- _TEXT_

The parallels between Sebastian's mother and that of the matriarch in The Line of Beauty seemed so obvious. Both women use a young man, besotted by their son, to do their parenting for them. Both seem gracious and both reveal themselves to be selfish and vitriolic when their plans go awry. I wondered, briefly, if Hollinghurst had been influenced by Evelyn Waugh and left it at that.
A fortnight ago, at The Times Cheltenham Literature Festival, two of the live Books group sessions I hosted were devoted to Brideshead. I made a mental note to raise the Hollinghurst question if the conversation flagged, but I did not need to. One of the guests volunteered not only that he saw the matriarchs as similar but felt the novels as complete works followed the same patterns and dealt with the same themes. Both books centre on a student seduced by the power, wealth and beauty of a young man from a higher social class. If I was a professor of literature I would be sorely tempted to set a paper asking my undergraduates to find all the parallels and decide if Beauty is a reworking of a classic or sufficiently original to be worthy of all the accolades it received.

- _RECORDS SUPPLIED_
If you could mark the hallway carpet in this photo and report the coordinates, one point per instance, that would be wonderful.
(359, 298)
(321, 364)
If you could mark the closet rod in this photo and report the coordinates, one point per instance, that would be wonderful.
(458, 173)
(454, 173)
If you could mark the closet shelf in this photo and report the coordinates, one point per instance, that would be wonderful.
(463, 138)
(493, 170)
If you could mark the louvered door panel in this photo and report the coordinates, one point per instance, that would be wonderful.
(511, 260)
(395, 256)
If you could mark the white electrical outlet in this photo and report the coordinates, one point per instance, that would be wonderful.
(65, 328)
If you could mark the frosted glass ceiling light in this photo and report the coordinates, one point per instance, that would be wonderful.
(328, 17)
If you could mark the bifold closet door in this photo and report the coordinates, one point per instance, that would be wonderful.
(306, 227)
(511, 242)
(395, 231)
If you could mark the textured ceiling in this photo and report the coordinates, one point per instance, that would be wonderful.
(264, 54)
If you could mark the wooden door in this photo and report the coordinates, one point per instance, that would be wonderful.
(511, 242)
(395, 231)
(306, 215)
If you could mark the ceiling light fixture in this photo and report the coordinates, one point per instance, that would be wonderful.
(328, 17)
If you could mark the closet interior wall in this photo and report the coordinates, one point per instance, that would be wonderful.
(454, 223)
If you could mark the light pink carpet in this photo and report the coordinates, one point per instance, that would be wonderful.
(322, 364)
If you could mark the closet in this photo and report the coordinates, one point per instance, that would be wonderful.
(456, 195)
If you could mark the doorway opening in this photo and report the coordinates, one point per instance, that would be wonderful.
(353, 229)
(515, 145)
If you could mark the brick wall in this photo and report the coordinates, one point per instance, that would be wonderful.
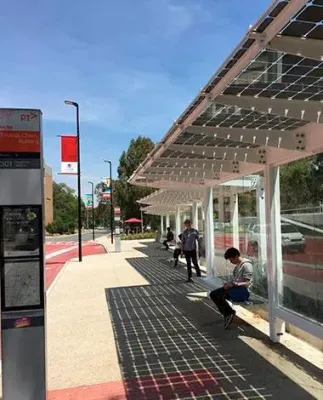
(48, 195)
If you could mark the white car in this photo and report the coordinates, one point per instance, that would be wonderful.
(292, 238)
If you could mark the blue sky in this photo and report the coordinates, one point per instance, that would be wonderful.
(133, 66)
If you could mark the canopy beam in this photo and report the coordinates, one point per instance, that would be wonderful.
(261, 137)
(308, 111)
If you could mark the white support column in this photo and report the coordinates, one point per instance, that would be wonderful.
(261, 220)
(167, 221)
(195, 215)
(162, 228)
(209, 232)
(274, 251)
(178, 225)
(235, 219)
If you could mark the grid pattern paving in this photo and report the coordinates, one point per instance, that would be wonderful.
(167, 346)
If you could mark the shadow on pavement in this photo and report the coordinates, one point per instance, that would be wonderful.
(173, 346)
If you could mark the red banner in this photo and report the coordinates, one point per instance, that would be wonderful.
(69, 155)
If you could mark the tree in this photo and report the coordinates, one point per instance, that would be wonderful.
(295, 183)
(65, 209)
(126, 195)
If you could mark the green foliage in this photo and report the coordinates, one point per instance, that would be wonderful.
(296, 182)
(126, 195)
(139, 236)
(65, 209)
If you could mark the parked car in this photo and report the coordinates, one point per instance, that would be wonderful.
(292, 239)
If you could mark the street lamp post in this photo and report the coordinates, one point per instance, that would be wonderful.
(111, 200)
(93, 220)
(79, 203)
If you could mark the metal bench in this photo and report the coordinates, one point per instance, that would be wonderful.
(215, 283)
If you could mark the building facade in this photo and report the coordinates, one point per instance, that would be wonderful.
(48, 194)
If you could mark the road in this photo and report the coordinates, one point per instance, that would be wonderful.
(86, 236)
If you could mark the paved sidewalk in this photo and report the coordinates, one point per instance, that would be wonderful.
(127, 326)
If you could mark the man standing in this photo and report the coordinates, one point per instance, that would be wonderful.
(190, 240)
(169, 238)
(237, 290)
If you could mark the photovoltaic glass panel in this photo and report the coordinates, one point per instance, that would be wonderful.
(219, 115)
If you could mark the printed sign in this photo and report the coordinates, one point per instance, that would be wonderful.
(22, 322)
(22, 283)
(69, 155)
(88, 201)
(21, 231)
(105, 189)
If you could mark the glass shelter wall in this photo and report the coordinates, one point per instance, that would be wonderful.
(239, 221)
(301, 198)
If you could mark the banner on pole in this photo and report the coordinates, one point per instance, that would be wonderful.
(69, 155)
(88, 201)
(117, 211)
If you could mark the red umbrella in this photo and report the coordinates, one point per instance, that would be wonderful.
(133, 221)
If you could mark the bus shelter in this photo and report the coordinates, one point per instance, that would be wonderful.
(260, 111)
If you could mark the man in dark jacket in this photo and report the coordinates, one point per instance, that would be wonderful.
(190, 245)
(169, 238)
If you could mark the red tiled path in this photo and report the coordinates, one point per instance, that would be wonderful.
(55, 264)
(105, 391)
(164, 386)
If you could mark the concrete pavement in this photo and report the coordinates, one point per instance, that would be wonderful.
(125, 325)
(86, 236)
(81, 349)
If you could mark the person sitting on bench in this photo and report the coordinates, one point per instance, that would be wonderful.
(178, 250)
(237, 290)
(169, 238)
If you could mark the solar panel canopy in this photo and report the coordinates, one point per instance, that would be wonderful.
(262, 107)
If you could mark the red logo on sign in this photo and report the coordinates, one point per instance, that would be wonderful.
(28, 117)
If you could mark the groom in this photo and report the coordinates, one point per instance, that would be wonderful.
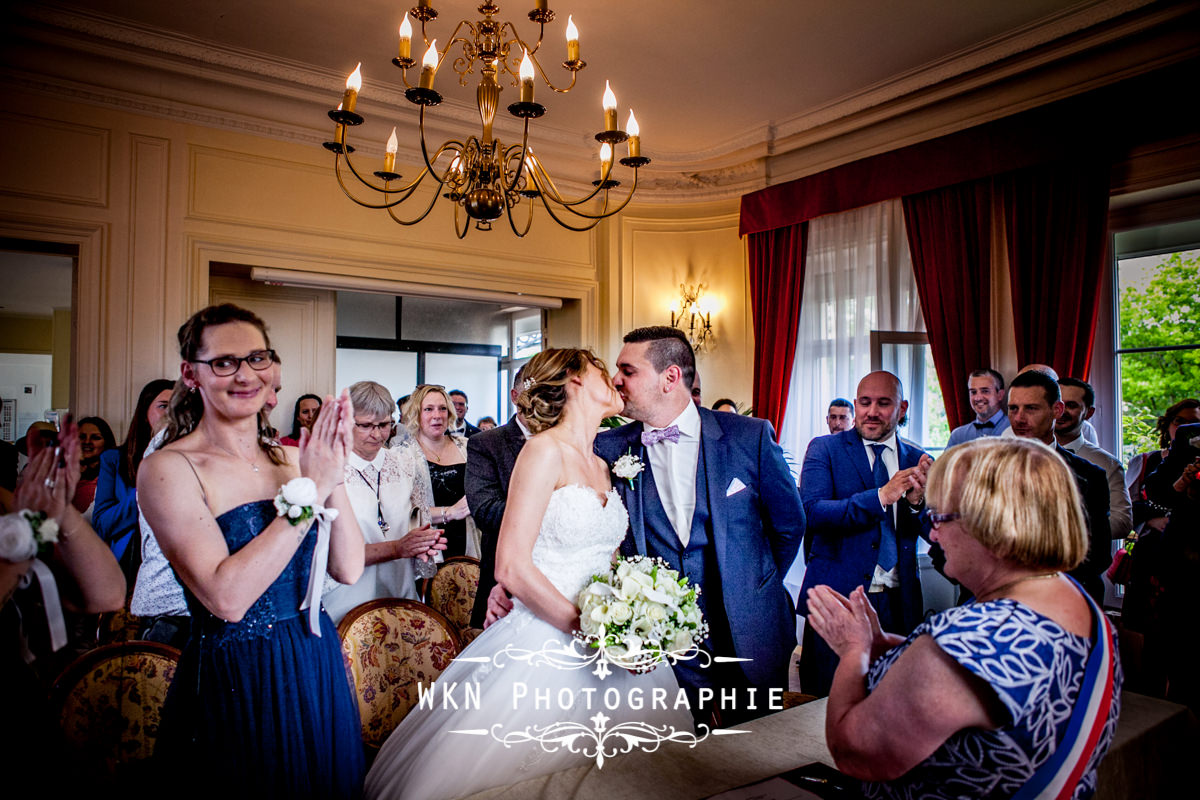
(718, 504)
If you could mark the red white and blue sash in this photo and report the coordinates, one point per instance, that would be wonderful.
(1059, 776)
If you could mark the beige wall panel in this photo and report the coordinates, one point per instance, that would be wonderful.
(27, 334)
(303, 324)
(60, 370)
(661, 253)
(294, 196)
(54, 161)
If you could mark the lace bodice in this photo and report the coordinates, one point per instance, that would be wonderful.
(577, 536)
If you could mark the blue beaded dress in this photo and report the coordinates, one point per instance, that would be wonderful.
(262, 707)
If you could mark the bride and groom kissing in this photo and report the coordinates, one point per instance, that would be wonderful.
(714, 500)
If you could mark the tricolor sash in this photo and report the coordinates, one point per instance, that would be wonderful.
(1059, 776)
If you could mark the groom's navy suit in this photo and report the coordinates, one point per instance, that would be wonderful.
(745, 531)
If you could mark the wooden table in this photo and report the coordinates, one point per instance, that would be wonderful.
(1155, 744)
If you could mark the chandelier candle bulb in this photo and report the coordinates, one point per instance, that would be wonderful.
(389, 157)
(429, 66)
(527, 77)
(573, 40)
(406, 38)
(353, 86)
(610, 108)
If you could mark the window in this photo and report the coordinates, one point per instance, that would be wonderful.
(1157, 337)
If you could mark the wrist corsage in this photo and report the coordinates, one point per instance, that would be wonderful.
(27, 534)
(297, 500)
(628, 467)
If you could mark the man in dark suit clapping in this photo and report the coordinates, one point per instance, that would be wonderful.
(491, 456)
(863, 491)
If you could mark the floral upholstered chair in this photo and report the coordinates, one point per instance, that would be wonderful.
(390, 647)
(451, 591)
(109, 701)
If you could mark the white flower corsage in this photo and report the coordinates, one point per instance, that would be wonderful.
(297, 500)
(27, 534)
(628, 467)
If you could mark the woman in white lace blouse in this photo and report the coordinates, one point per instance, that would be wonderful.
(390, 497)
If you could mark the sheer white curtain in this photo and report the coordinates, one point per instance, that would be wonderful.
(858, 278)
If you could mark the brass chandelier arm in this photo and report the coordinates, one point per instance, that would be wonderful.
(513, 224)
(414, 221)
(406, 191)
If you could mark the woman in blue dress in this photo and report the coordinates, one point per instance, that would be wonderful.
(1014, 695)
(259, 704)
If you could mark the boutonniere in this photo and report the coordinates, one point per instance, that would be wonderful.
(628, 467)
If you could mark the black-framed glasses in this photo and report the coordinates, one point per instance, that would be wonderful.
(228, 365)
(367, 427)
(936, 519)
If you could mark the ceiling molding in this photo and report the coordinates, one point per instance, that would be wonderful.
(283, 100)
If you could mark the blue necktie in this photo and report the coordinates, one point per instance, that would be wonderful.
(888, 539)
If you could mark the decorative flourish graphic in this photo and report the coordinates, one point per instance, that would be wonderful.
(599, 741)
(582, 653)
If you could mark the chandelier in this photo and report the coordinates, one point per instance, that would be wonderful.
(481, 176)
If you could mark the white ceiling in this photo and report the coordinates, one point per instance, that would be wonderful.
(706, 78)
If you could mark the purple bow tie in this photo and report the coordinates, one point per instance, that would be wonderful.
(666, 434)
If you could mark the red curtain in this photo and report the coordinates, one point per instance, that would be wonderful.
(777, 281)
(1057, 235)
(949, 236)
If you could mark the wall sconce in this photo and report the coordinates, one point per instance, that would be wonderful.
(694, 317)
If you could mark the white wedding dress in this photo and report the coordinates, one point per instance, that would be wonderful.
(430, 756)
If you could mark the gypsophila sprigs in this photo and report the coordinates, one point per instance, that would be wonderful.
(642, 613)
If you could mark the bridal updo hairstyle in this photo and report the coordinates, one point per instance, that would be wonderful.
(187, 407)
(544, 384)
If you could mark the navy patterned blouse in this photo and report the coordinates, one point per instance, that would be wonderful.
(1036, 668)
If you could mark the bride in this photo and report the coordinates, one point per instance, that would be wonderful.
(562, 525)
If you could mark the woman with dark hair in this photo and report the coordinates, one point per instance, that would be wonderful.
(115, 516)
(563, 524)
(1144, 609)
(259, 704)
(95, 437)
(303, 416)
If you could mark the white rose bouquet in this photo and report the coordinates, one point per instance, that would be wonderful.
(641, 613)
(27, 534)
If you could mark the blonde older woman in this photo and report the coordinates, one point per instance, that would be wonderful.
(1011, 693)
(429, 415)
(390, 494)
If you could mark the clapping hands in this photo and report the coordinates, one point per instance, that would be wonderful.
(907, 483)
(849, 625)
(49, 481)
(323, 449)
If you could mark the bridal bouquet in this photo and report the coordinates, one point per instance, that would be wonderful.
(641, 613)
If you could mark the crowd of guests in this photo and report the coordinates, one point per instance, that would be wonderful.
(1021, 512)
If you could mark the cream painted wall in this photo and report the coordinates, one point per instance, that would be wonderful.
(151, 203)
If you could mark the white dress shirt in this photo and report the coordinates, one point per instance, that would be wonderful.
(675, 470)
(889, 578)
(1120, 507)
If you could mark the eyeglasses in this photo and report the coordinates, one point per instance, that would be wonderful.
(367, 427)
(937, 519)
(227, 365)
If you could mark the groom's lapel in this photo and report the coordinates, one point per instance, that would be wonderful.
(714, 453)
(634, 494)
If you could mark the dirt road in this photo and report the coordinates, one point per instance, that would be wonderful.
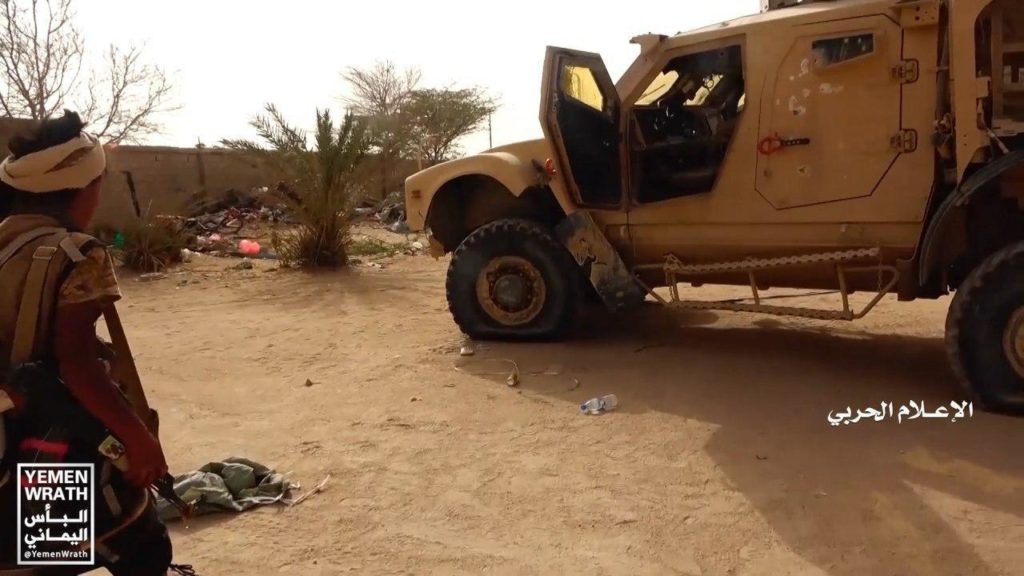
(720, 461)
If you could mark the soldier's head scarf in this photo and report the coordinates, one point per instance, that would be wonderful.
(71, 165)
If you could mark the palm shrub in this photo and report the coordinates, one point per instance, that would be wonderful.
(320, 189)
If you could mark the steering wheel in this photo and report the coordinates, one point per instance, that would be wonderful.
(663, 123)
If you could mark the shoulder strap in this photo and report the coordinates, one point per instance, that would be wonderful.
(32, 300)
(25, 240)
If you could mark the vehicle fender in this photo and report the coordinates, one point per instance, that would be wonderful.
(968, 191)
(515, 173)
(600, 262)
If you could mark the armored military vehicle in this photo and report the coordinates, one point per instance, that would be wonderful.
(854, 146)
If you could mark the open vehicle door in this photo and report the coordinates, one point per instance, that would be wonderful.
(580, 111)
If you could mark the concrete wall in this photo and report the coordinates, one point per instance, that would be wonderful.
(167, 180)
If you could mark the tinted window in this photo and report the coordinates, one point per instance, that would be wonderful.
(580, 84)
(837, 50)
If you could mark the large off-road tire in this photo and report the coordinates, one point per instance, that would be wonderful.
(985, 332)
(511, 280)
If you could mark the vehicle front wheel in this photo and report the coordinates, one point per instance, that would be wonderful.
(985, 332)
(511, 280)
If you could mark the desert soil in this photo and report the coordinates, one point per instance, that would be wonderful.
(719, 461)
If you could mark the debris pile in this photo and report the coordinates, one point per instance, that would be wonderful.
(220, 228)
(390, 212)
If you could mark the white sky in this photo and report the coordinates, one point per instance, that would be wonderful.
(229, 56)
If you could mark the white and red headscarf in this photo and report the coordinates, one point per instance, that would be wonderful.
(71, 165)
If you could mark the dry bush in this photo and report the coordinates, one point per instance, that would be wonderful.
(153, 244)
(321, 191)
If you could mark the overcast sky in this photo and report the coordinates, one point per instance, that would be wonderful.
(229, 56)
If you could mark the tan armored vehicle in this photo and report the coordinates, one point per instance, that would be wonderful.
(867, 146)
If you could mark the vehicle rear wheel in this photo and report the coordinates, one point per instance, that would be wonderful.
(985, 332)
(511, 280)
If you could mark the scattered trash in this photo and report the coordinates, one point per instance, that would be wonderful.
(316, 490)
(647, 346)
(600, 405)
(233, 485)
(513, 379)
(152, 277)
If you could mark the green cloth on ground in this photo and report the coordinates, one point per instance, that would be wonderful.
(233, 485)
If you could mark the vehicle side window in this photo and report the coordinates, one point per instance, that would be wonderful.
(579, 83)
(838, 50)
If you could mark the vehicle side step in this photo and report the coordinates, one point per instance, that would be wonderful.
(673, 268)
(813, 314)
(674, 265)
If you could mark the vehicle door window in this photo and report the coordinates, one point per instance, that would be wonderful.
(682, 125)
(587, 118)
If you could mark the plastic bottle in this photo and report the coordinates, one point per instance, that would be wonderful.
(599, 405)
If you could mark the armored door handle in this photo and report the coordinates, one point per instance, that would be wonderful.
(771, 145)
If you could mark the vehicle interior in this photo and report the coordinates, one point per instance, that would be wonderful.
(681, 127)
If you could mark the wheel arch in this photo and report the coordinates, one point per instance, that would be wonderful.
(467, 202)
(945, 239)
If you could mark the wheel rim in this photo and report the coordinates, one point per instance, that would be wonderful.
(511, 290)
(1013, 341)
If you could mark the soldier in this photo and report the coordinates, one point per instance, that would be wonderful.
(51, 181)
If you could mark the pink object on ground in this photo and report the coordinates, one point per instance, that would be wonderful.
(249, 247)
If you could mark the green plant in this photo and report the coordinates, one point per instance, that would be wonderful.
(320, 191)
(152, 244)
(373, 247)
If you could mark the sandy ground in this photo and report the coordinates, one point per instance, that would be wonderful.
(720, 460)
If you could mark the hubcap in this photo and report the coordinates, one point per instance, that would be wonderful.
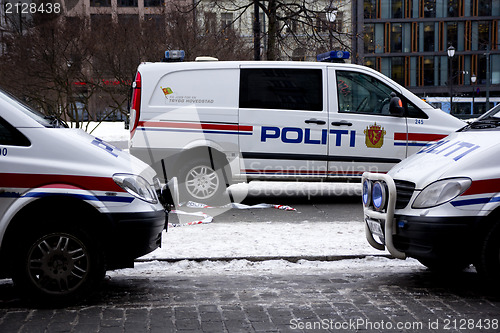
(58, 263)
(202, 182)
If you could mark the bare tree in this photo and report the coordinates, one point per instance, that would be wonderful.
(292, 24)
(78, 71)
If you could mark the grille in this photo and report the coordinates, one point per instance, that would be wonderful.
(404, 192)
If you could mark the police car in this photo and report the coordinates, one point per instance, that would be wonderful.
(213, 123)
(442, 205)
(71, 206)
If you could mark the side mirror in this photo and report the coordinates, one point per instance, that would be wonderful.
(396, 106)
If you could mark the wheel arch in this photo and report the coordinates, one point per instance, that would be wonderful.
(89, 219)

- _WHAT IS EXPECTED_
In the text comparing Brideshead with The Line of Beauty, at which festival did the writer host two live Books group sessions devoted to Brideshead?

- _FINISHED ANSWER_
The Times Cheltenham Literature Festival.